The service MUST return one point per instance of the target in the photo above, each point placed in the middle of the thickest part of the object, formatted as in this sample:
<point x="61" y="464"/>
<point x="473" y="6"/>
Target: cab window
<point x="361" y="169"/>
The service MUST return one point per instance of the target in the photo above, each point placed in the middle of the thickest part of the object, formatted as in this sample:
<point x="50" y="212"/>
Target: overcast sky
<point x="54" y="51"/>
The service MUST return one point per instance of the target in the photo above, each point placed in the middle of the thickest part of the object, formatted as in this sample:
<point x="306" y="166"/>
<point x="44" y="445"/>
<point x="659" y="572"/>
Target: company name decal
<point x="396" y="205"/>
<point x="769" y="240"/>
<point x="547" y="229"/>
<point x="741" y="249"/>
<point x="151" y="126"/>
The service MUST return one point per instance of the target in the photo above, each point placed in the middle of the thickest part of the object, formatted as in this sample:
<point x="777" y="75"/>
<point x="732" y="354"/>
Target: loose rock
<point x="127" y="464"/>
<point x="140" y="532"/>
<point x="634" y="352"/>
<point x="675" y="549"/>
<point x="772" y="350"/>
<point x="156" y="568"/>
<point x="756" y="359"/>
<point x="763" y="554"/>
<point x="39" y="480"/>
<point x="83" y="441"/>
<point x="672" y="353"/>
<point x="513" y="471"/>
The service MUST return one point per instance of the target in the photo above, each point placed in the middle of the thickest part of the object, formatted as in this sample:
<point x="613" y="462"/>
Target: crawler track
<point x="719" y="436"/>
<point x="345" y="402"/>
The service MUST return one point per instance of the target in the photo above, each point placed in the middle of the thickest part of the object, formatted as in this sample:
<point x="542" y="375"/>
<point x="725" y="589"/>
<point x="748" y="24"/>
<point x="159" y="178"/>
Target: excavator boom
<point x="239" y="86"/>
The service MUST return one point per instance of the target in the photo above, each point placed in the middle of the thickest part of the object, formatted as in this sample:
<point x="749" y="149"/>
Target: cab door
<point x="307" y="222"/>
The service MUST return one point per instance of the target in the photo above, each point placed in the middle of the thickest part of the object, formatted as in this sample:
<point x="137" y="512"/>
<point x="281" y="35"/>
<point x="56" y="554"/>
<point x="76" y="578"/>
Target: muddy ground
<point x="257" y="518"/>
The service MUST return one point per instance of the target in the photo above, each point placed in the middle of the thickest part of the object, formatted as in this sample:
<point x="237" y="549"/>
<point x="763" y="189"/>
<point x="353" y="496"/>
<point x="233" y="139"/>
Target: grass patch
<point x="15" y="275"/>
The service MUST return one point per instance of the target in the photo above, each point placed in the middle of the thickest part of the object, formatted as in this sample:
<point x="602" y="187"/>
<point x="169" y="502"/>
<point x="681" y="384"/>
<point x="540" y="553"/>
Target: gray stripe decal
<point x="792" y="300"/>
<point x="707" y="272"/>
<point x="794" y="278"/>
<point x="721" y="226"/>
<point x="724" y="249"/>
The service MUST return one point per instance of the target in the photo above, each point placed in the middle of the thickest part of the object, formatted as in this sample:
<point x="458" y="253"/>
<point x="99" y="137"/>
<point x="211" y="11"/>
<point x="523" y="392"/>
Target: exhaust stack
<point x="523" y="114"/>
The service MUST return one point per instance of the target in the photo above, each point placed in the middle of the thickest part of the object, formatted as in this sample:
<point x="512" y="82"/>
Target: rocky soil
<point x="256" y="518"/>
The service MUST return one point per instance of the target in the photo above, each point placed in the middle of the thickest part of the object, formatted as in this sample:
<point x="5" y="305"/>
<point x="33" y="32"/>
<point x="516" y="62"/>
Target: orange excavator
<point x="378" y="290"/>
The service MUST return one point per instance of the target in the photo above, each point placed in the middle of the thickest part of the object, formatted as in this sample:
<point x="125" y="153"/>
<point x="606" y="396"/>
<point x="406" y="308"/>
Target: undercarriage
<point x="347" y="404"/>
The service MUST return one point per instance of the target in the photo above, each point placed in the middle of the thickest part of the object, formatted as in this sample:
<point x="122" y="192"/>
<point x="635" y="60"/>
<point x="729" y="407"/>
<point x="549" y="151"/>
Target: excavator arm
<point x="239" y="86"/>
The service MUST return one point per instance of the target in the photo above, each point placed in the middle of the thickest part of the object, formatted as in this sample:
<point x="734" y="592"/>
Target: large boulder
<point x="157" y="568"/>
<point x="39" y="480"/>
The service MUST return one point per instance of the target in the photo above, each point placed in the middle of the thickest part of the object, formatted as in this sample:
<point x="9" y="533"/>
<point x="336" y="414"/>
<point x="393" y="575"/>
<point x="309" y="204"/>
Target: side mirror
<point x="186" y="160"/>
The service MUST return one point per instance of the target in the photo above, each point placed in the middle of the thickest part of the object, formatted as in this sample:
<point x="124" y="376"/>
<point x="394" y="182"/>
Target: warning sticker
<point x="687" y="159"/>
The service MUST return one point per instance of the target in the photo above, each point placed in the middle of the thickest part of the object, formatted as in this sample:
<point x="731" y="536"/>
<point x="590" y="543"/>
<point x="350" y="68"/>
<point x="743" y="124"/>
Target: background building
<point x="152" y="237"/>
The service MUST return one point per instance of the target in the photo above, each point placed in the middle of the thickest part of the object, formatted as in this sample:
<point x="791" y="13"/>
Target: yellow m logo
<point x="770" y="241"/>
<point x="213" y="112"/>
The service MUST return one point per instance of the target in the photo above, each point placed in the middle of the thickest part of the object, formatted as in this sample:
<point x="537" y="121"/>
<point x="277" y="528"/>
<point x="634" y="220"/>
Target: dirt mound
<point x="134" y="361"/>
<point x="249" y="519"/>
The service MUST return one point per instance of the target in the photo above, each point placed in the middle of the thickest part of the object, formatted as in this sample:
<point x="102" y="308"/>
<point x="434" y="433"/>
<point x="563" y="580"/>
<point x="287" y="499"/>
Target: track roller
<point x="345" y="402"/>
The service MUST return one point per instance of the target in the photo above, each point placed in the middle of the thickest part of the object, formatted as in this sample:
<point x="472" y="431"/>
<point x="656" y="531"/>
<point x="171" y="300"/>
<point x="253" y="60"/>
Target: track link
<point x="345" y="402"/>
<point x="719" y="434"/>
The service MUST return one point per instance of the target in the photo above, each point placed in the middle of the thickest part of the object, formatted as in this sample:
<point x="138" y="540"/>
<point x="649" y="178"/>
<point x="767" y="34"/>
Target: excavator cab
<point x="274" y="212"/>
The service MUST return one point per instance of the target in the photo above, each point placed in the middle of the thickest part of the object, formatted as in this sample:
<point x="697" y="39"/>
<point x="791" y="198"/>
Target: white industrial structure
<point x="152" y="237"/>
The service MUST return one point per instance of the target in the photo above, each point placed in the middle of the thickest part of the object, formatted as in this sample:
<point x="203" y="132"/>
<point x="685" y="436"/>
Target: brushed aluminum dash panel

====

■ What you should do
Which lines in the material above contain the string "track", with case matching exactly? Report each of those lines in full.

■ Result
Target: crawler track
Target: track roller
Target: track link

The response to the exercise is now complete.